§ **TASK BRIEF**
Output all of the entries exactly as written.

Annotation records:

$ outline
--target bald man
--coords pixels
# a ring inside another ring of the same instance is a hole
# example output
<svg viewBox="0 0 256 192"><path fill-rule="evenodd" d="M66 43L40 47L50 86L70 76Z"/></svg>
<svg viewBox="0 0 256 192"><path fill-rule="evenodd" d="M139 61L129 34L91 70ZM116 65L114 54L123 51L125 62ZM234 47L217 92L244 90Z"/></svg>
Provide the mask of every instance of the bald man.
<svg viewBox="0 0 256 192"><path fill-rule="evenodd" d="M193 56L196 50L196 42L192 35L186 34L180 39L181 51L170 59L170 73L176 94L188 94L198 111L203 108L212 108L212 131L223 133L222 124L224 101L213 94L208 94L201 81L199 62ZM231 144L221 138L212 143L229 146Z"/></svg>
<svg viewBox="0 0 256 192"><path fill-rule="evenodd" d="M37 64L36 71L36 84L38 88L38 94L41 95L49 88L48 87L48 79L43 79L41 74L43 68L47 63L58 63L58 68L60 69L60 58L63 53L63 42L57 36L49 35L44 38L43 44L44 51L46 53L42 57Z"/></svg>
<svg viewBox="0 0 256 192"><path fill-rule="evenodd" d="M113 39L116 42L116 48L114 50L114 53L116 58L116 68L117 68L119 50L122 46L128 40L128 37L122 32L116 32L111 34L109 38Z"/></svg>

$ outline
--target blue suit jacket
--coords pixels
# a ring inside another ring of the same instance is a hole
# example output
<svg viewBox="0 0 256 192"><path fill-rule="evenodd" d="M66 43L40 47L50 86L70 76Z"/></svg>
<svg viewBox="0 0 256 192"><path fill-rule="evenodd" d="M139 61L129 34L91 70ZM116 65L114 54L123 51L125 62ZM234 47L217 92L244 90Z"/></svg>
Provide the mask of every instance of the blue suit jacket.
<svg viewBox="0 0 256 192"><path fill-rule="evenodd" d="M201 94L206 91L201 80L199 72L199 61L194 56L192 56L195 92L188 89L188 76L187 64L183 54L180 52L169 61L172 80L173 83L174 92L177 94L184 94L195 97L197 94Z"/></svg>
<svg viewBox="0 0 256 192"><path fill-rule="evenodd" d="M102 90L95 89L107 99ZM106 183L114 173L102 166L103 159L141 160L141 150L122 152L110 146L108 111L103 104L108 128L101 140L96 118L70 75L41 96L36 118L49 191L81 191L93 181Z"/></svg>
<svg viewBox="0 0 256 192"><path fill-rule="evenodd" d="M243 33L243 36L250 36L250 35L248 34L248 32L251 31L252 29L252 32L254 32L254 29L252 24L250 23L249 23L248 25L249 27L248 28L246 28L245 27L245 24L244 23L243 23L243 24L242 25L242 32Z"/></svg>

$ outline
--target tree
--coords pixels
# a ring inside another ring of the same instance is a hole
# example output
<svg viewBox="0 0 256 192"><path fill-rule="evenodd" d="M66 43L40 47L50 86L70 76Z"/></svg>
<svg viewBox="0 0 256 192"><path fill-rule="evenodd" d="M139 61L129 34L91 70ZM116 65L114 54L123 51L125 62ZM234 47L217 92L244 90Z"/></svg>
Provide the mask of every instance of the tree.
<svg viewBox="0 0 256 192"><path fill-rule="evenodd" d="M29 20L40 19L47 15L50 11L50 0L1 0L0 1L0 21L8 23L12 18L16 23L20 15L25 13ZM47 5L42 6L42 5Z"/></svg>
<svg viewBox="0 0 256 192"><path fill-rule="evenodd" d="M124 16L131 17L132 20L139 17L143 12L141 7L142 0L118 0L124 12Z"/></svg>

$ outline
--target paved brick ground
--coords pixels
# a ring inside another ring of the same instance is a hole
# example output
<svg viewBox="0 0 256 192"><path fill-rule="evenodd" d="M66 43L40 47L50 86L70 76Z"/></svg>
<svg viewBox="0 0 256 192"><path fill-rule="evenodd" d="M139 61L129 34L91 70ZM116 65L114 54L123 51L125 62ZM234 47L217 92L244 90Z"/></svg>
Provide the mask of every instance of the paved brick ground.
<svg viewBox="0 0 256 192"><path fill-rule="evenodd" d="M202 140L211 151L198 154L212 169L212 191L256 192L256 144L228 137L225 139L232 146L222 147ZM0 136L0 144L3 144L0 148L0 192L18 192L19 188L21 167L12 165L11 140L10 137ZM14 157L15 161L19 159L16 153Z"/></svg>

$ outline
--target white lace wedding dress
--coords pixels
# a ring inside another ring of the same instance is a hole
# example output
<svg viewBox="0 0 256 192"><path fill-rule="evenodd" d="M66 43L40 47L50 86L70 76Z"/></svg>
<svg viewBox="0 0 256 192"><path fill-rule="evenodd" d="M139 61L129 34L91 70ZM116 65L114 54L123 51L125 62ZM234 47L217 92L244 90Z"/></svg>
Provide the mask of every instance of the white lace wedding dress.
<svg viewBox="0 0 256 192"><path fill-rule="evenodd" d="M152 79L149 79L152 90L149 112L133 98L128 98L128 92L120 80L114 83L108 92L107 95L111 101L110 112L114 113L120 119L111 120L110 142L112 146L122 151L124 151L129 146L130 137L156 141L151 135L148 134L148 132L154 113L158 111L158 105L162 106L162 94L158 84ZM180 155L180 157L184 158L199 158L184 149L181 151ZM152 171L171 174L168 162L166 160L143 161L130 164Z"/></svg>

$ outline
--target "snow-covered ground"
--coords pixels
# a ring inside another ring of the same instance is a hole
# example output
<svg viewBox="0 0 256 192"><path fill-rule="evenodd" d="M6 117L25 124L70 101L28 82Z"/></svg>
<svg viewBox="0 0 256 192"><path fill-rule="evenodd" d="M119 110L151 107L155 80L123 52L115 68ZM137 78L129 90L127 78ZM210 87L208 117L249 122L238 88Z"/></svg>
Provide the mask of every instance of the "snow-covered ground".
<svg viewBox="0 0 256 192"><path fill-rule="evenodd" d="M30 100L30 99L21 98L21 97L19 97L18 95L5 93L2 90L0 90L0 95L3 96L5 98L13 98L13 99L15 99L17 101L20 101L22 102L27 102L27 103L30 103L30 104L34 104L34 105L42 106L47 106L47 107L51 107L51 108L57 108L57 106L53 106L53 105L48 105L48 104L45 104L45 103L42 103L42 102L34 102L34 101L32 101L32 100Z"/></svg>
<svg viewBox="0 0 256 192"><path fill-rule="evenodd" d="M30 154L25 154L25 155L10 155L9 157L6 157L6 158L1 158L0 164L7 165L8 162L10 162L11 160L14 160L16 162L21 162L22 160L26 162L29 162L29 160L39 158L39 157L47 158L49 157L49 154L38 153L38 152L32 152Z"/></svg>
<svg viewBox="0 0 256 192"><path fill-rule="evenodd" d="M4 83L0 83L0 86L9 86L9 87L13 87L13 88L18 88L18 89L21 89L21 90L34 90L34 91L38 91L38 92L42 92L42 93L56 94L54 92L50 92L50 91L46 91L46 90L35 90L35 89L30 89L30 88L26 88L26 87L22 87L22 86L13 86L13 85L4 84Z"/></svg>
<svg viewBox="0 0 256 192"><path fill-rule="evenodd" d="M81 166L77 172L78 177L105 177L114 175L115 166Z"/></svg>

§ **RESPONSE FOR THIS EXERCISE**
$ outline
--target bald man
--coords pixels
# a ring inside another ring of the same instance is a hole
# example output
<svg viewBox="0 0 256 192"><path fill-rule="evenodd" d="M66 43L40 47L50 86L70 76Z"/></svg>
<svg viewBox="0 0 256 192"><path fill-rule="evenodd" d="M139 61L129 34L91 70ZM116 65L114 54L123 51L125 62ZM234 47L217 92L244 90Z"/></svg>
Provide the mask of every instance of the bald man.
<svg viewBox="0 0 256 192"><path fill-rule="evenodd" d="M193 56L196 50L196 42L192 35L186 34L180 39L181 51L170 59L170 73L176 94L188 94L198 111L203 108L212 108L212 131L223 133L222 124L224 101L213 94L208 94L201 81L199 62ZM231 144L221 138L212 143L229 146Z"/></svg>
<svg viewBox="0 0 256 192"><path fill-rule="evenodd" d="M37 64L36 71L36 84L38 88L38 94L41 95L49 88L48 87L48 79L43 79L41 74L43 68L47 63L58 63L58 68L60 69L60 58L63 53L63 42L57 36L49 35L44 38L43 44L44 51L46 53L42 57Z"/></svg>
<svg viewBox="0 0 256 192"><path fill-rule="evenodd" d="M113 39L116 42L116 48L114 50L114 53L116 58L116 68L117 68L119 50L122 46L128 40L128 37L122 32L116 32L111 34L109 38Z"/></svg>

$ outline
--target blue suit jacket
--coords pixels
# a ring inside another ring of the same instance is a hole
# example output
<svg viewBox="0 0 256 192"><path fill-rule="evenodd" d="M66 43L40 47L50 86L70 76Z"/></svg>
<svg viewBox="0 0 256 192"><path fill-rule="evenodd" d="M139 61L129 34L91 70ZM116 65L114 54L123 51L125 62ZM234 47L217 92L244 90Z"/></svg>
Provide the mask of every instance of the blue suit jacket.
<svg viewBox="0 0 256 192"><path fill-rule="evenodd" d="M201 94L206 91L201 80L199 72L199 61L194 56L192 56L195 92L188 89L188 76L187 64L183 54L180 52L169 61L172 80L173 83L174 92L177 94L184 94L195 97L197 94Z"/></svg>
<svg viewBox="0 0 256 192"><path fill-rule="evenodd" d="M102 90L95 89L107 99ZM106 183L114 173L102 166L103 159L141 160L141 150L122 152L110 146L108 111L103 104L108 128L101 140L96 118L70 75L41 96L36 118L49 191L81 191L93 181Z"/></svg>
<svg viewBox="0 0 256 192"><path fill-rule="evenodd" d="M243 33L243 36L250 36L250 35L248 34L248 32L251 31L252 29L252 32L254 32L254 29L252 24L250 23L249 23L248 25L249 27L248 28L246 28L245 27L245 24L244 23L243 23L243 24L242 25L242 32Z"/></svg>

$ outline
--target tree
--coords pixels
# a ring inside another ring of the same instance is a hole
# example output
<svg viewBox="0 0 256 192"><path fill-rule="evenodd" d="M66 43L40 47L50 86L70 76Z"/></svg>
<svg viewBox="0 0 256 192"><path fill-rule="evenodd" d="M139 61L129 34L91 70ZM116 65L114 54L123 51L125 62ZM234 47L217 92L244 90Z"/></svg>
Provide the mask of every instance of the tree.
<svg viewBox="0 0 256 192"><path fill-rule="evenodd" d="M29 20L40 19L47 15L50 11L50 0L1 0L0 1L0 21L8 23L12 18L16 23L20 15L25 13ZM47 5L42 6L42 5Z"/></svg>
<svg viewBox="0 0 256 192"><path fill-rule="evenodd" d="M124 16L131 17L132 20L139 17L143 12L141 7L142 0L118 0L124 12Z"/></svg>

$ outline
--target paved brick ground
--coords pixels
# a ring inside another ring of the same instance is a hole
# example output
<svg viewBox="0 0 256 192"><path fill-rule="evenodd" d="M66 43L40 47L50 86L70 76Z"/></svg>
<svg viewBox="0 0 256 192"><path fill-rule="evenodd" d="M139 61L129 34L91 70ZM116 65L114 54L123 51L125 62ZM234 47L217 92L244 90Z"/></svg>
Provide the mask of every instance of the paved brick ground.
<svg viewBox="0 0 256 192"><path fill-rule="evenodd" d="M202 140L211 151L198 154L212 169L212 191L256 192L256 144L228 137L225 139L232 146L222 147ZM0 136L0 144L3 144L0 148L0 192L18 192L19 188L21 167L12 165L11 140L10 137ZM14 157L15 161L19 159L16 153Z"/></svg>

$ outline
--target white lace wedding dress
--coords pixels
# a ring inside another ring of the same instance is a hole
# example output
<svg viewBox="0 0 256 192"><path fill-rule="evenodd" d="M66 43L40 47L50 86L70 76Z"/></svg>
<svg viewBox="0 0 256 192"><path fill-rule="evenodd" d="M139 61L129 34L91 70ZM116 65L114 54L123 51L125 62ZM234 47L217 92L244 90Z"/></svg>
Provide the mask of every instance of the white lace wedding dress.
<svg viewBox="0 0 256 192"><path fill-rule="evenodd" d="M152 79L149 79L152 90L149 112L133 98L128 98L128 92L120 80L114 83L108 92L107 95L111 101L110 112L114 113L120 119L111 120L110 142L112 146L122 151L124 151L129 146L130 137L156 141L151 135L148 134L148 132L154 113L158 111L158 105L162 106L162 94L158 84ZM180 155L180 157L184 158L199 158L184 149L181 151ZM152 171L171 174L168 162L166 160L143 161L130 164Z"/></svg>

$ outline
--target "snow-covered ground"
--coords pixels
# a ring inside another ring of the same instance is a hole
# example output
<svg viewBox="0 0 256 192"><path fill-rule="evenodd" d="M6 117L25 124L70 101L28 82Z"/></svg>
<svg viewBox="0 0 256 192"><path fill-rule="evenodd" d="M119 110L151 107L155 80L123 52L115 68ZM137 78L129 90L127 78ZM210 87L208 117L249 122L238 88Z"/></svg>
Provide the mask of every instance of the "snow-covered ground".
<svg viewBox="0 0 256 192"><path fill-rule="evenodd" d="M30 100L30 99L21 98L21 97L19 97L18 95L5 93L2 90L0 90L0 95L3 96L5 98L13 98L13 99L15 99L17 101L20 101L22 102L27 102L27 103L30 103L30 104L34 104L34 105L42 106L47 106L47 107L51 107L51 108L57 108L57 106L53 106L53 105L48 105L48 104L45 104L45 103L42 103L42 102L34 102L34 101L32 101L32 100Z"/></svg>
<svg viewBox="0 0 256 192"><path fill-rule="evenodd" d="M30 154L25 154L25 155L10 155L9 157L6 157L6 158L1 158L0 164L7 165L8 162L10 162L11 160L14 160L16 162L21 162L22 160L26 162L29 162L29 160L39 158L39 157L47 158L49 157L49 154L38 153L38 152L32 152Z"/></svg>
<svg viewBox="0 0 256 192"><path fill-rule="evenodd" d="M4 83L0 83L0 86L9 86L9 87L13 87L13 88L18 88L18 89L21 89L21 90L34 90L34 91L38 91L38 92L42 92L42 93L56 94L54 92L50 92L50 91L46 91L46 90L35 90L35 89L30 89L30 88L26 88L26 87L22 87L22 86L13 86L13 85L4 84Z"/></svg>
<svg viewBox="0 0 256 192"><path fill-rule="evenodd" d="M81 166L77 172L78 177L105 177L114 175L115 166Z"/></svg>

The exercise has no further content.